#### [Your objective]
A word-for-word repetition of the records beneath this task is the expected answer.

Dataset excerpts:
******************************
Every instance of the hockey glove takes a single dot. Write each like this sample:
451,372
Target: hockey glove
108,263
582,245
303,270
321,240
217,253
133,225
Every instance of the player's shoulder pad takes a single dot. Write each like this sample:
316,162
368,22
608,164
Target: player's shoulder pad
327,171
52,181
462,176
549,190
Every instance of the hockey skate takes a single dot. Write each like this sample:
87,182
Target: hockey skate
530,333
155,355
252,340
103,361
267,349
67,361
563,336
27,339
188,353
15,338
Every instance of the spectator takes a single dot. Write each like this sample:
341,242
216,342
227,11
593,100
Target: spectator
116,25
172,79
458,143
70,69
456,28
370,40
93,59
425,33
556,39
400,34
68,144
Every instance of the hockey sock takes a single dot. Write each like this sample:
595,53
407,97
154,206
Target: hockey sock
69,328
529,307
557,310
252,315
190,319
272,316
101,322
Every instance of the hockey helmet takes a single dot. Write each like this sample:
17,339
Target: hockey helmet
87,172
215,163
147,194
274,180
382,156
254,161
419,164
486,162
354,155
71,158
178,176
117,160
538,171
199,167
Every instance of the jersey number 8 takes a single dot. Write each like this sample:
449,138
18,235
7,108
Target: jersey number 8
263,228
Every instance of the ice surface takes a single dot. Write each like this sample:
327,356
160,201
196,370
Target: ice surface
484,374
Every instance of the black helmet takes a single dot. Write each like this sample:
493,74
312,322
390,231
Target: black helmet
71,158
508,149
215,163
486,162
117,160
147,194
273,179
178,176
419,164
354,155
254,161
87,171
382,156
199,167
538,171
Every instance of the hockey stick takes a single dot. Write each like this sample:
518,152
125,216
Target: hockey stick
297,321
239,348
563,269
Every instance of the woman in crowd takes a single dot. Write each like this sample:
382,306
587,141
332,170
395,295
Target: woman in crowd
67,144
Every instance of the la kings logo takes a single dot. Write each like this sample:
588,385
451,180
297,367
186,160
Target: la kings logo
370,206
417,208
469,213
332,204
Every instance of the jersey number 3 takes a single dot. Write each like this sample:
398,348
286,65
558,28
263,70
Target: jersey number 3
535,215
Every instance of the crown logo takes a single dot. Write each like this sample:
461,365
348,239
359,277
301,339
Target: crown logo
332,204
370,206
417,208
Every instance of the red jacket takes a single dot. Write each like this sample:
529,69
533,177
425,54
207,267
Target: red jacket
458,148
******************************
#### [Solution below]
Every instance of the hockey glove takes a single dot. Write each like this sample:
451,372
Target: hockey glove
108,263
582,245
303,270
321,240
217,253
133,225
Every instance of the player's shoulder pad takes a single dot. Write each like this sample:
316,162
368,22
608,164
Target: player's shoulder pad
327,171
52,181
462,176
549,190
Every instance of the hockey skate takes a single dot. Write each like this sample:
87,182
Target: hockey skate
530,333
155,355
252,340
103,361
267,349
67,361
563,336
27,339
188,353
15,338
Every instance of the spectator takes a single dot. Write each like this sample:
341,242
216,342
227,11
593,100
Target: spectator
116,25
172,79
458,143
70,69
456,28
370,40
93,59
425,33
556,39
400,34
68,144
Every instance of the hockey sock takes a single dot. Write each like this sample:
595,53
407,97
154,206
Target: hockey sock
69,328
529,307
557,310
252,315
190,319
272,316
101,322
Every instance of the hockey helmet takes a single dot. Write each like this sample:
17,339
Target: hockey helmet
87,172
215,163
147,194
274,180
382,156
254,161
419,164
486,162
354,155
71,158
178,176
117,160
538,171
199,167
Every instance of the jersey number 8 takes a single dot. Write each like this sample:
449,138
18,235
7,108
Target: jersey number 8
263,228
Every instance of the ice surface takes a single dot. Write each like this sample:
327,356
160,201
196,370
Target: ice surface
484,374
Every instance of the black helmet takes a single dot. Write each like this sample:
493,74
312,322
390,231
Target: black helmet
71,158
508,149
215,163
486,162
117,160
147,194
273,179
178,176
419,164
354,155
254,161
87,171
382,156
199,167
538,171
Every instance of the hockey stick takes a single dot. Write each like this sample:
518,152
125,216
Target: hockey stick
297,321
239,348
563,269
Every instance of the woman in crowd takes a single dot. Write each like this sample:
382,306
587,141
332,170
395,295
Target: woman in crowd
67,144
Every instance of the la kings logo takes a single dot. Write each like this sample:
588,385
451,180
297,367
186,160
Target: la kings logo
370,206
417,208
469,213
332,204
Every instance of the jersey number 3 takes a single dot. Write each like this sample:
398,348
286,65
558,28
263,70
Target: jersey number 3
535,215
Every instance of the crown logo takes a single dot. Write each like this sample:
461,365
348,239
359,277
301,339
Target: crown logo
332,204
370,206
417,208
Every instance of the red jacket takes a single dot. Write each like this sample:
529,69
533,177
425,54
207,267
Target: red jacket
458,148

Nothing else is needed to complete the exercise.